PROBLEM DETAILS —
Please gather every line in the entries below that contains the word "dark", copying each such line in full.

Items from a labeling collection:

● ● ● ● ● ● ●

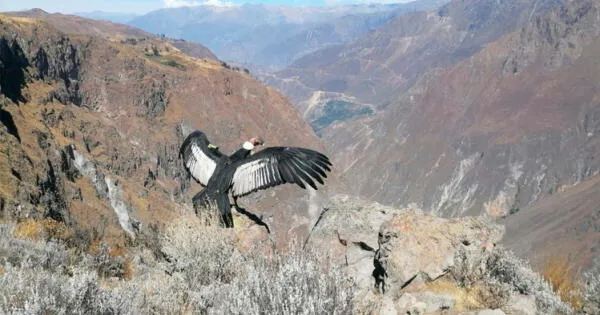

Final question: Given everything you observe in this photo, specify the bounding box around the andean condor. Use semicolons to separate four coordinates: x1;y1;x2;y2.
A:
179;130;332;230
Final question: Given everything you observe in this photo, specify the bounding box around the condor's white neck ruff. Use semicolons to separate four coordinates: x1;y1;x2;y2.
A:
242;141;254;151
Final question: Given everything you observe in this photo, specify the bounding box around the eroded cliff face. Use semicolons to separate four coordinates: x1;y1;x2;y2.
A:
324;1;600;221
0;11;336;247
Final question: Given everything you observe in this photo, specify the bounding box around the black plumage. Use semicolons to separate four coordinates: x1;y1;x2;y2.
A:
179;131;331;227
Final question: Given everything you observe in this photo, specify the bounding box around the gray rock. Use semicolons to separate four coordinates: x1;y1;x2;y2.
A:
504;294;537;315
413;291;456;313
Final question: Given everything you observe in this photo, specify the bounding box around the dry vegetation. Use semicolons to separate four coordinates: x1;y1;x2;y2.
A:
0;215;354;314
542;258;583;310
451;247;573;314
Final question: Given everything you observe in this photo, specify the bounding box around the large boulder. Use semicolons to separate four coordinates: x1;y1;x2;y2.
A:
307;195;504;291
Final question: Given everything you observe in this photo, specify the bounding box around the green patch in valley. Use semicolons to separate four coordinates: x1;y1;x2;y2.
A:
311;100;373;134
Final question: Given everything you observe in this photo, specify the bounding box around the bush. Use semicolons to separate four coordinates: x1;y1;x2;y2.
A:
0;214;353;314
452;247;572;314
581;258;600;314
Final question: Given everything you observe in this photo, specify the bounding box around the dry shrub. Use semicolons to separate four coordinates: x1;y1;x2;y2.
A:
14;219;73;240
451;246;572;314
542;257;583;309
0;214;353;314
580;257;600;314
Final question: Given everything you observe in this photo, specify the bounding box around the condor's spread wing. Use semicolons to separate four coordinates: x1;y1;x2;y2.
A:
179;130;223;186
232;147;331;196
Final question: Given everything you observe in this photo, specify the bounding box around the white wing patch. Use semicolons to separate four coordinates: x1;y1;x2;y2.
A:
232;158;279;196
186;144;217;185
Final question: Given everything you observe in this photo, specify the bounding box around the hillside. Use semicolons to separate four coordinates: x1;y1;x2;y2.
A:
0;11;336;249
267;1;600;270
7;9;218;60
128;0;445;69
261;0;558;129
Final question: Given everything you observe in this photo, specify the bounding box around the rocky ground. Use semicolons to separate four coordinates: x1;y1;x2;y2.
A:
0;195;600;315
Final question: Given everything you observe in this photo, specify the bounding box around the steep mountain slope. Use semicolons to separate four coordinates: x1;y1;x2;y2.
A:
324;1;600;225
129;0;445;68
503;175;600;267
75;11;139;24
0;12;335;248
7;9;217;60
262;0;558;129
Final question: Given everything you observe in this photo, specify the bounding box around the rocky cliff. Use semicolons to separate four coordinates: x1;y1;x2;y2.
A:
0;11;336;249
267;1;600;270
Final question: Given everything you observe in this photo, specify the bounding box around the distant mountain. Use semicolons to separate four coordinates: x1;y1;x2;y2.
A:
129;0;445;68
7;9;218;60
0;10;336;244
75;11;139;24
267;0;600;270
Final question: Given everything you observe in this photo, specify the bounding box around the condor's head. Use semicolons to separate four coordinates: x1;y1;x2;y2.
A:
242;137;264;150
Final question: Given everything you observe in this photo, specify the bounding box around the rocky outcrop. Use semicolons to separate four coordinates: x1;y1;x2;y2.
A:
314;1;600;237
307;195;568;314
0;10;336;248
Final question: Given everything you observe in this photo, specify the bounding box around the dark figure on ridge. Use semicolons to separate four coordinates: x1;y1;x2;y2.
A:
179;130;331;231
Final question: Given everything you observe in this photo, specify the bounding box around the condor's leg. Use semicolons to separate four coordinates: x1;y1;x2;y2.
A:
233;197;271;234
192;189;233;227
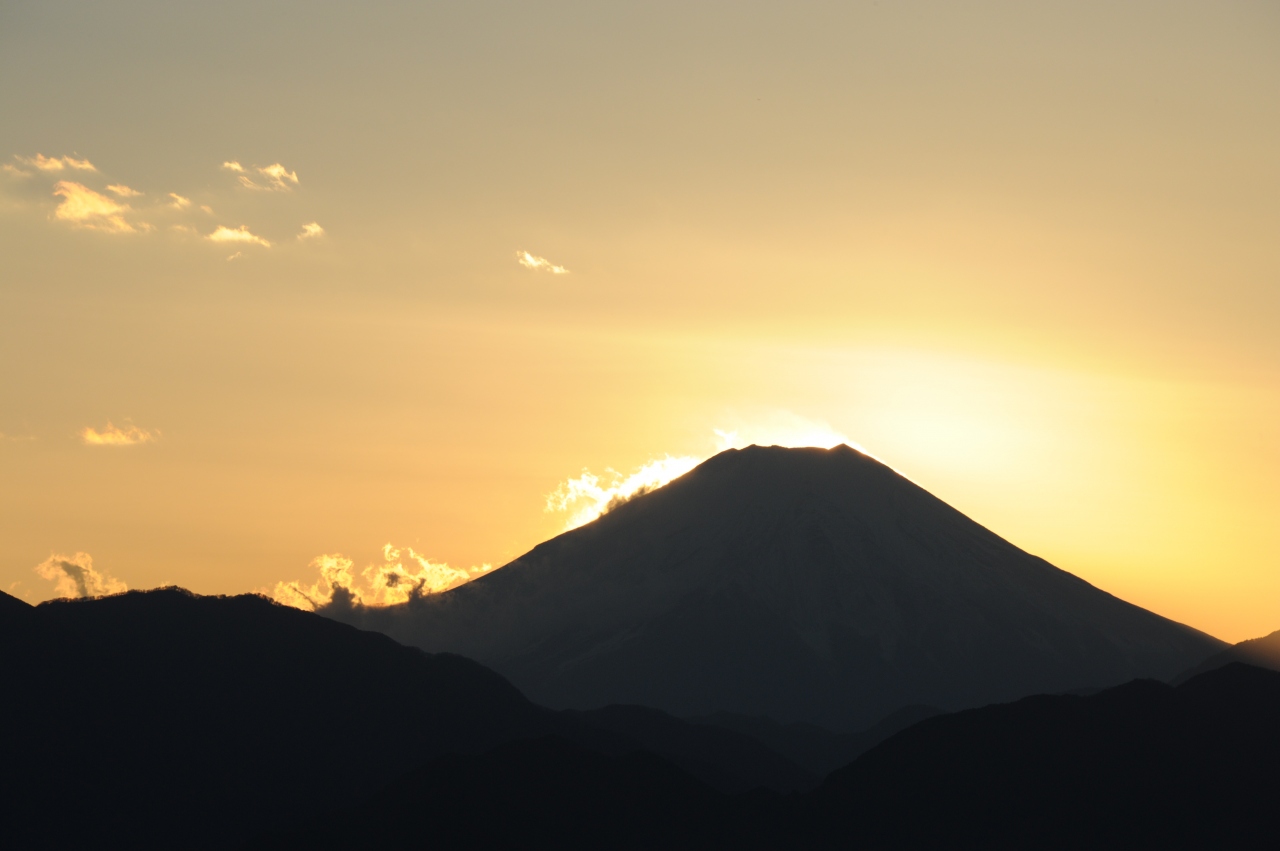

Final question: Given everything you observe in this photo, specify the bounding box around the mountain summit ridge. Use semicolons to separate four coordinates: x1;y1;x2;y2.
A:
324;445;1225;729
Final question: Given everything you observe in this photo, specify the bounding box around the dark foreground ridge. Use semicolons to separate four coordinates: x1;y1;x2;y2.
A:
0;589;1280;850
0;589;820;848
255;663;1280;851
325;447;1225;731
1172;630;1280;685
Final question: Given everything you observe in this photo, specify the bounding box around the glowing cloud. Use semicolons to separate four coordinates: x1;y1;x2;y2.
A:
270;544;493;609
547;456;704;531
547;411;870;531
54;180;134;233
516;251;568;275
235;163;298;192
81;421;160;447
36;553;129;598
205;224;271;248
14;154;97;171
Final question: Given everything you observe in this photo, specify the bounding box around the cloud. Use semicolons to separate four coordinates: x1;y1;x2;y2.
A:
270;544;493;609
54;180;134;233
36;553;129;599
235;163;298;192
81;421;160;447
516;251;568;275
547;456;704;531
14;154;97;171
547;411;874;531
205;224;271;248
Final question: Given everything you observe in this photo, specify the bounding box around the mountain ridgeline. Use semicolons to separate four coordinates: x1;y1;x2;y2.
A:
323;445;1225;729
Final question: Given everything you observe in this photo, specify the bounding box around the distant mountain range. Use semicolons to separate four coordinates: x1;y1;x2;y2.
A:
0;589;1280;850
323;447;1225;731
0;589;822;848
259;663;1280;851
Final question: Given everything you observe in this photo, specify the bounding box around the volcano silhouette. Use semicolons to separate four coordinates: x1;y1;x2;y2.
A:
335;445;1225;729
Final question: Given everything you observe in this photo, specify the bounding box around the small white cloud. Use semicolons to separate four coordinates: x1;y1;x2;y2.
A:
205;224;271;248
54;180;134;233
81;421;160;447
270;544;493;609
516;251;568;275
257;163;298;189
298;221;324;239
235;163;298;192
36;553;129;598
14;154;97;171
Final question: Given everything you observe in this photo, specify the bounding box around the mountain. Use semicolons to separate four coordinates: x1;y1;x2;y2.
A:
812;663;1280;851
1172;630;1280;685
323;447;1224;729
246;738;787;851
0;589;819;848
250;663;1280;851
576;705;814;792
685;706;942;772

● ● ● ● ● ● ●

TASK ANSWER —
Final question: Given everything you observe in this photo, specify the bounding box around the dark figure on ridge. Use semicolons to separate four coordinates: x1;y1;x2;y2.
Final question: Given everything you observe in this photo, specify the bounding box around the dark foreground ridge. Use semicolons to separate four coordinates: x1;y1;x2;y2.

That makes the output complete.